• [Source excerpt]
__________________________________________________

The only real maintenance required is a day each Spring going over the system and re-burying a few lines the get squeezed to the surface over the winter, and a few hours each Autumn draining everything down, pulling the valves, and replacing the sealed feeder caps with self-draining caps (we don't have to blow out the lines with air with the valves removed - the little water remaining in the lines can freeze and expand without damaging anything). The micro irrigation system has worked out beautifully to help maintain all the plantings in the garden, and allows enough flexibility that plants can be moved or added without a huge hassle.
General Pruning & Plant Care
As the plants have begun to approach their mature sizes, I began pruning a few times a year to achieve the shapes and styles appropriate to
a Japanese style garden. I really enjoy pruning, especially with good quality tools (Felco and Okatsune are my favorites by far), and the effects
should start to show over the next few growing seasons. Other than pruning, mowing the lawn, and bi-weekly feedings, the plants require little care
thanks to the irrigation system. I don't look at working in the garden as "working" either - if I didn't want to go tinker in the yard, I would
have gone for lots of rolling lawn and a riding mower - time spent in the garden is time well spent, which is why we built it in the first place.
Keeping up with leaf clean-up is probably my least favorite garden chore, although it only takes a couple of weekends each fall, as long as we don't get too much rain so the leaves are dry and the mulcher/vacuum unit can get them up. We also need to remember to get the net over the pond before the Oaks let go, or the pond will completely fill with leaves. Once the weather turns consistently chilly (below 50F), the fish pretty much go to sleep until spring, and the pond filters get shut down since there's no more fish waste to process during the winter. The only other winter activity in the garden is some dormant pruning on the Maples, fruit trees and Clethra, which I usually do in February.
Pine Pruning - Creating Niwaki
Most of us are familiar with the look of a Pine bonsai , with a gnarled, twisted trunk and tight pads of needles at the ends of
a sparse few branches. It's the "essence" of the tree, and a look I've always found appealing. The same look is often found in full-sized
trees of a traditional Japanese garden (the Pine Garden at the
Adachi Museum of Art
in
Yasugi city, Shimane is possibly the finest example in Japan). I've been wanting to make an attempt at creating my own proper
niwaki (literally "garden trees", as opposed to bonsai which are "potted trees") for a few
years now, although I've been a bit apprehensive about attacking my few Pines with saw and shears. With a "normal" deciduous tree, you can
hack away at the poor thing and if you happen to make a mess of it, the tree will sprout new growth from dormant buds further back on
old growth to fill in the mistakes over time. With most Pines however, once old growth is cut off, it's gone forever as they pretty
much only sprout new growth at the tips. Our trees have been happily growing along now since their last transplant back in 2003, and
were getting to the point where if I was going to do any serious shaping, it was going to have to happen sooner rather than later.

__________________________________________________

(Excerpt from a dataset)
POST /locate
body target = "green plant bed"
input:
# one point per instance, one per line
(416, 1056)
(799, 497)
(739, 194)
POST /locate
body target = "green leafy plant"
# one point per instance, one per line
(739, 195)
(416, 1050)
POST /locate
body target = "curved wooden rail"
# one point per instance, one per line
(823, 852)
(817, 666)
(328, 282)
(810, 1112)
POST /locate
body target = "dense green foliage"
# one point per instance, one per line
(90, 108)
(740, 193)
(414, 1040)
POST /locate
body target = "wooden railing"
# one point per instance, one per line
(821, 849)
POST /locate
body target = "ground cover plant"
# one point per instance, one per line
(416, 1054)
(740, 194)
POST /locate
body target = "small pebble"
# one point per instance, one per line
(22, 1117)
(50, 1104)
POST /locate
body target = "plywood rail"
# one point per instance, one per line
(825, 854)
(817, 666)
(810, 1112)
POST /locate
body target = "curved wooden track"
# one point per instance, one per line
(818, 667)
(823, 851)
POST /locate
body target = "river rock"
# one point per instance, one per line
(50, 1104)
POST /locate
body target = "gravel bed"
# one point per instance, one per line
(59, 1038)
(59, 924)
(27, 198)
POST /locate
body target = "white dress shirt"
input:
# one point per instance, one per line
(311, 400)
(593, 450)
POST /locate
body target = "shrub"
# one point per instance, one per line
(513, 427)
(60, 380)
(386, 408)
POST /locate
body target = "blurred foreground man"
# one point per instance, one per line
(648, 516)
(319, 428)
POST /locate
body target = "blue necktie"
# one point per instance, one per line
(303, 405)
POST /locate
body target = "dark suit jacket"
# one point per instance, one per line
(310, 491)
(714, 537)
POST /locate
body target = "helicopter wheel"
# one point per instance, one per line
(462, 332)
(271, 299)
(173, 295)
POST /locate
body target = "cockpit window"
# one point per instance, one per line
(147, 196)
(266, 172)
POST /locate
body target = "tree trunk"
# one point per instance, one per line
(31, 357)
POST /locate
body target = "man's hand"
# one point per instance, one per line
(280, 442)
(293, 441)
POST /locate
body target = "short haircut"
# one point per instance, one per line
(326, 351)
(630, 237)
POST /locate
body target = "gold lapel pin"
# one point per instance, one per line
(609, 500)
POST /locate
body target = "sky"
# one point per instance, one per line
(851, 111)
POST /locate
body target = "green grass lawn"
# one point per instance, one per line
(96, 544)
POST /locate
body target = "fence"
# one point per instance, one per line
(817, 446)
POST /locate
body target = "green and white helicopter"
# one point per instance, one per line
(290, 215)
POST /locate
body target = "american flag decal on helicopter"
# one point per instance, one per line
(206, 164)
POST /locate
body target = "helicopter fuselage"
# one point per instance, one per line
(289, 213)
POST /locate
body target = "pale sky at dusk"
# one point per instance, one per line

__________________________________________________

• [What is asked]
- A) Answer these questions from the garden excerpt, one per line:
(i) Which two tool brands does the writer name as favorites for pruning?
(ii) Below what temperature do the fish pretty much go to sleep until spring?
(iii) In what year were the trees last transplanted?
- B) Condense the paragraph of the garden excerpt beginning "Keeping up with leaf clean-up" into a short bulleted list that keeps its main facts.
- C) Duplicate the part of the garden excerpt that opens with the words containing "General Pruning &" and closes with "the first place.".

• [Solved problems]
- A)
(i) Felco and Okatsune
(ii) Below 50F
(iii) 2003

- B)
- Leaf clean-up is probably the writer's least favorite chore. It takes a couple of weekends each fall if the leaves stay dry enough for the mulcher/vacuum unit.
- The net must go over the pond before the Oaks drop their leaves, or the pond will fill with leaves.
- Once the weather is consistently below 50F, the fish pretty much sleep until spring. The pond filters are shut down because there is no fish waste to process.
- The only other winter task is dormant pruning of the Maples, fruit trees and Clethra, usually done in February.

- C)
General Pruning & Plant Care
As the plants have begun to approach their mature sizes, I began pruning a few times a year to achieve the shapes and styles appropriate to
a Japanese style garden. I really enjoy pruning, especially with good quality tools (Felco and Okatsune are my favorites by far), and the effects
should start to show over the next few growing seasons. Other than pruning, mowing the lawn, and bi-weekly feedings, the plants require little care
thanks to the irrigation system. I don't look at working in the garden as "working" either - if I didn't want to go tinker in the yard, I would
have gone for lots of rolling lawn and a riding mower - time spent in the garden is time well spent, which is why we built it in the first place.